— start Data supplied —

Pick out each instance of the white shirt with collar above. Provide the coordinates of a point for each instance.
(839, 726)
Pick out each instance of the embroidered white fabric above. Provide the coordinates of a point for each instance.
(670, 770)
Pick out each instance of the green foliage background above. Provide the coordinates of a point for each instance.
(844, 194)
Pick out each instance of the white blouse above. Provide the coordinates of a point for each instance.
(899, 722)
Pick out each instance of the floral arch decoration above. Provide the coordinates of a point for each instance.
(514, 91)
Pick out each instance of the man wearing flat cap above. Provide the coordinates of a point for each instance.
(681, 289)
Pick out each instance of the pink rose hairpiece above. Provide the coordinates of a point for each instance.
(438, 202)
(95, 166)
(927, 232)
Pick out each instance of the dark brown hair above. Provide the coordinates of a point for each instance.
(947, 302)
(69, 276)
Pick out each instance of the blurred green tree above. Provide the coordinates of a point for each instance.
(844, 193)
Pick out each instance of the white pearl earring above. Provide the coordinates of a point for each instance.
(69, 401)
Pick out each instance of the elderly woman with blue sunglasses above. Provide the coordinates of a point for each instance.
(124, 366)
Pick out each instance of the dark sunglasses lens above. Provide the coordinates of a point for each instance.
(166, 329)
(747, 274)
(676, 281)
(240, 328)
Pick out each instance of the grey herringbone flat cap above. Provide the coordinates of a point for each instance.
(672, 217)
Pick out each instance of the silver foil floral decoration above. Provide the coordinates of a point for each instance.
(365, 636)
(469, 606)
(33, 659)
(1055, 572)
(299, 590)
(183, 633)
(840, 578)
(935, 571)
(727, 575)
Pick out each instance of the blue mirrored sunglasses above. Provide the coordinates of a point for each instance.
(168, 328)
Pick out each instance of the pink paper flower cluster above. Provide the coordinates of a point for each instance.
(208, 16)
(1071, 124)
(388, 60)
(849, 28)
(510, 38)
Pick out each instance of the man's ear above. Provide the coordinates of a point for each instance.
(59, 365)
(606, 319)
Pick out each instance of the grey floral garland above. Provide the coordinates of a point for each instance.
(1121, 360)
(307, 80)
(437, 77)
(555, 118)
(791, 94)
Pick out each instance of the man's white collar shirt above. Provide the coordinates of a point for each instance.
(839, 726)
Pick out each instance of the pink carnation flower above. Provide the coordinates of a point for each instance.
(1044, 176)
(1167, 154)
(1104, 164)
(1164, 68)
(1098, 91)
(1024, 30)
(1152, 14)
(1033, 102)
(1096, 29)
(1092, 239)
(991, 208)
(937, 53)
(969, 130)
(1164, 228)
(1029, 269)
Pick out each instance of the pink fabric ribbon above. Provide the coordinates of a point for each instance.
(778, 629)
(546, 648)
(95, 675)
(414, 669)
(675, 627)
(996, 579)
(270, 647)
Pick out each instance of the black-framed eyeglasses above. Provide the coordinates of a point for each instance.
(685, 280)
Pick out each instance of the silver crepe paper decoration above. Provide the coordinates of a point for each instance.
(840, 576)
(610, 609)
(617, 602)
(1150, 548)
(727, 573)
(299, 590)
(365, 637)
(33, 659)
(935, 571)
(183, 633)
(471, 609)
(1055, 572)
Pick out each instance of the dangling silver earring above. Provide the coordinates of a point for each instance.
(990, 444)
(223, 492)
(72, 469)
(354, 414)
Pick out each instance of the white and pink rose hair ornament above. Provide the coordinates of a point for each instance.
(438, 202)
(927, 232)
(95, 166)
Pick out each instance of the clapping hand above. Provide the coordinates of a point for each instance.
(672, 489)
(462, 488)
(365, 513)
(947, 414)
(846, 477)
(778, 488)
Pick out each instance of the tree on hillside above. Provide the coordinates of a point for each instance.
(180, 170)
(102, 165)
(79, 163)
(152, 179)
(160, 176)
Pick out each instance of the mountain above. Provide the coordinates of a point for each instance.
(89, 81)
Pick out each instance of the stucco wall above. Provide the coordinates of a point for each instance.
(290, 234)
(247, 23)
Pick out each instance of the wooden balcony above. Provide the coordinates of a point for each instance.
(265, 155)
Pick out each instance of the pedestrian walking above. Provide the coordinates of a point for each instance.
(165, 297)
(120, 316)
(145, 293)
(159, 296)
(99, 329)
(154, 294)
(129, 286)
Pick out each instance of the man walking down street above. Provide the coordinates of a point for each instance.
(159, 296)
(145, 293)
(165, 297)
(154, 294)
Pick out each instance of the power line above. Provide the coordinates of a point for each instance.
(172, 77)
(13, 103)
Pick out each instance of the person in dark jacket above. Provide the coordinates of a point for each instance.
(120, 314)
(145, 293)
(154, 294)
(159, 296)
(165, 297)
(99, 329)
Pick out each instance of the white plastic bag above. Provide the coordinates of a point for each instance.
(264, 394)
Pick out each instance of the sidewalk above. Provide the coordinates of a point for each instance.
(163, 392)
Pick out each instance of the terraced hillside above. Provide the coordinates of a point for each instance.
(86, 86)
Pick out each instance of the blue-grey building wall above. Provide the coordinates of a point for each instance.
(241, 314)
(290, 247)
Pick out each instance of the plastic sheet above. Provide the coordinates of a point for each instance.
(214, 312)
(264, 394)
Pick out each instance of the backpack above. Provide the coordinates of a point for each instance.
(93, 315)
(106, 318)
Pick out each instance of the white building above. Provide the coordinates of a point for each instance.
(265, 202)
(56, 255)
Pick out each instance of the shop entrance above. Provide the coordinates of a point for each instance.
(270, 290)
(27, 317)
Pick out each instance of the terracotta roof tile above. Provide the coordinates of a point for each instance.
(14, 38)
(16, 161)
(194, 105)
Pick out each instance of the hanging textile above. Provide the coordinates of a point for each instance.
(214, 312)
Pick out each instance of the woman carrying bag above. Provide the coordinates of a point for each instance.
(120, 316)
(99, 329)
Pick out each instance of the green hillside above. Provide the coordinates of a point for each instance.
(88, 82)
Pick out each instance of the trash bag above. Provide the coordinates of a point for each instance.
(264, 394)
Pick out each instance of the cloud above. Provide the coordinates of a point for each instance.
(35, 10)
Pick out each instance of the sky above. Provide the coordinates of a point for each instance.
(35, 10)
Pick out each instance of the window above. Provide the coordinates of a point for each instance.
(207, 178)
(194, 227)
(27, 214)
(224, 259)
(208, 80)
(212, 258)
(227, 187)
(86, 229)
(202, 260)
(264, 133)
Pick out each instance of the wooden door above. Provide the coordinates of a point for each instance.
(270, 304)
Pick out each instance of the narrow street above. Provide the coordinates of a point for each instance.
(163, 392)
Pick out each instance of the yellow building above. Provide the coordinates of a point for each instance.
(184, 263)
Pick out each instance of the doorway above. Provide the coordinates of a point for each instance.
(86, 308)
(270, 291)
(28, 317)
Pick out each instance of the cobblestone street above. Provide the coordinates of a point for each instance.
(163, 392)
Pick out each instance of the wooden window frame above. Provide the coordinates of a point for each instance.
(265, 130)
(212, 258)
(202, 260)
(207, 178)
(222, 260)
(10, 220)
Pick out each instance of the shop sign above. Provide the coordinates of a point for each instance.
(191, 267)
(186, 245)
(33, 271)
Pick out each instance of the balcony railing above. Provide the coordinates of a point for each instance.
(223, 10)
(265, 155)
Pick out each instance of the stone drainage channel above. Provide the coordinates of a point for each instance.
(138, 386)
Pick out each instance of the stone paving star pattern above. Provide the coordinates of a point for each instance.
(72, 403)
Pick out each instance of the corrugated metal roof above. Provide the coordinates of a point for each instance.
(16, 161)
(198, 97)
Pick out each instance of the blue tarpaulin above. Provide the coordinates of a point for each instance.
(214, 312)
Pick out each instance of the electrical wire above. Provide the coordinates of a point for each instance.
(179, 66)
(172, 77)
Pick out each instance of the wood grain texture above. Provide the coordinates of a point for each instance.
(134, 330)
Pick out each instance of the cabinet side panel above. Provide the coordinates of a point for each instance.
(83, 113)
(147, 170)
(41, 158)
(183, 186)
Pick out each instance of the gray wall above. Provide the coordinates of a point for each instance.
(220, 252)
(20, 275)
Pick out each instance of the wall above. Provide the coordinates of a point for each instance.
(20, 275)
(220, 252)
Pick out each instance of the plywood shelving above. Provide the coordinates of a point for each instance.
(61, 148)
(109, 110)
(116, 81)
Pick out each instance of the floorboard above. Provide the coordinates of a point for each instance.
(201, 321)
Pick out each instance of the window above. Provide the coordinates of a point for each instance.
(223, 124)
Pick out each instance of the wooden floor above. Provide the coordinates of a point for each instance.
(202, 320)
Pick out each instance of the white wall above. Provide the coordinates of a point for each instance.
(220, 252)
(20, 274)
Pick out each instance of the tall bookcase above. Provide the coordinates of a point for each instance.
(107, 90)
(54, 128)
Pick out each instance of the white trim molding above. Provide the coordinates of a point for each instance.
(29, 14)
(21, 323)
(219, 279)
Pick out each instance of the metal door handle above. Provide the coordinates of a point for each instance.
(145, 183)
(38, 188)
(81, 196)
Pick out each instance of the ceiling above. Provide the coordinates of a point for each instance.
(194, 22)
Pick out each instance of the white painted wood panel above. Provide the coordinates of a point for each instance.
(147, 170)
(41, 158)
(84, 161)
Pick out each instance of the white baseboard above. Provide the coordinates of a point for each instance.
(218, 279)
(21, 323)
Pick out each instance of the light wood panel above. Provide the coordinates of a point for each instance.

— end Data supplied —

● **Exercise objective**: Could you copy out, word for word, the entries from the line containing "Pick out each instance of the white painted" up to and including the final line of the entries?

● **Written answer**:
Pick out each instance of the white painted wood panel above. Provide the coordinates of a point for each instance.
(147, 170)
(41, 158)
(84, 161)
Pick out each instance of the white baseboard above. Provide the coordinates of a point for each instance.
(218, 279)
(21, 323)
Pick out each instance of the light wood panel above. Provide the coordinates of a point for each instance.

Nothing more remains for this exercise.